**Passage shown**
Practice Relating to Rule 151. Individual Responsibility
El Salvador’s Human Rights Charter of the Armed Forces provides: “Nobody shall escape the law, when a violation of human rights has been committed.” It adds: “The committed violations shall not go unpunished.”
El Salvador’s Code of Military Justice (1934) provides for the punishment of various offences committed “in time of international or civil war”, such as arson, destruction of property, plundering of inhabitants or acts of violence against persons (Article 68). It also provides for the punishment of other acts committed “in time of international war”, including offences against prisoners of war, attacks on medical units, transports or personnel, abuse of the red cross, destruction of cultural property, offences against parlementaires
(Article 69), despoliation of the wounded or prisoners (Article 70), despoliation of the dead (Article 71), and unnecessary requisition of buildings and objects (Article 72).
El Salvador’s Penal Code (1997) provides for the punishment of acts of “Genocide” (Article 361), “Violations of the laws and customs of war” committed “during an international or a civil war” (Article 362), “Violations of the duties of humanity” (Article 363), and “Enforced disappearance of persons” (Article 364).
El Salvador’s Penal Code (1997), as amended in 2008, which contains a section on the violations of the laws or customs of war, states in the general section on criminal responsibility:
Art. 32.- Authors, instigators and accomplices are criminally responsible for the offence committed.
Authors can be either direct [authors] or [authors that are] perpetrator-by-means.
Direct Authors and Co-authors
Art. 33.- Direct authors are those who commit an offence on their own or with others.

**Material provided**
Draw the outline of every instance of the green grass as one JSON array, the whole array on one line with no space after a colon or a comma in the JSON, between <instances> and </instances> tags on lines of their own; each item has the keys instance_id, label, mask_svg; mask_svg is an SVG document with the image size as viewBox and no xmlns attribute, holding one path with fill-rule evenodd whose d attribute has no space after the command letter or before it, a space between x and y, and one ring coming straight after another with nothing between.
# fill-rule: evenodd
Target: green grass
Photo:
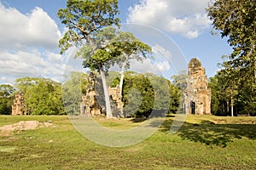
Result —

**Exercise instructions**
1. Answer these questions from the text on El Salvador's practice on individual responsibility:
(a) In what year was El Salvador's Code of Military Justice issued?
(b) Which article of the Penal Code (1997) covers "Enforced disappearance of persons"?
(c) Under Art. 33, who are direct authors?
2. From the text on El Salvador's practice on individual responsibility, copy the part from "El Salvador’s Penal Code (1997) provides" up to and including "the offence committed.", and substitute "Criminal Code" for "Penal Code" wherever it occurs.
3. Continue the text on El Salvador's practice on individual responsibility from where it stops.

**Written answers**
1.
(a) 1934.
(b) Article 364.
(c) Those who commit an offence on their own or with others.

2.
El Salvador’s Criminal Code (1997) provides for the punishment of acts of “Genocide” (Article 361), “Violations of the laws and customs of war” committed “during an international or a civil war” (Article 362), “Violations of the duties of humanity” (Article 363), and “Enforced disappearance of persons” (Article 364).
El Salvador’s Criminal Code (1997), as amended in 2008, which contains a section on the violations of the laws or customs of war, states in the general section on criminal responsibility:
Art. 32.- Authors, instigators and accomplices are criminally responsible for the offence committed.

3.
Art. 34.- Perpetrator-by-means are those committing an offence through another person that they use as an instrument. …
Art. 35.- Anyone who with intent encourages another person to commit an offence is considered an instigator.
Art. 36.- [The following] … [a]re considered accomplices:
1) Anyone cooperating, in any way necessary, with the author or authors, and without which it would not have been possible to commit the offence; and
2) Anyone cooperating in any way in the commission of an offence.
The Penal Code further states in the general section: “Criminal law will be equally applicable to all persons who at the moment of the act were over the age of eighteen. Persons under this age will be subjected to a special regime.”
El Salvador’s Penal Code (1997), as amended in 2008, and which contains a section on the violations of the laws or customs of war, states in the general section on criminal liability:
Art. 114.- The execution of an act, that is described in law as an offence or a fault, gives rise to civil liability in accordance with the provisions of this Code.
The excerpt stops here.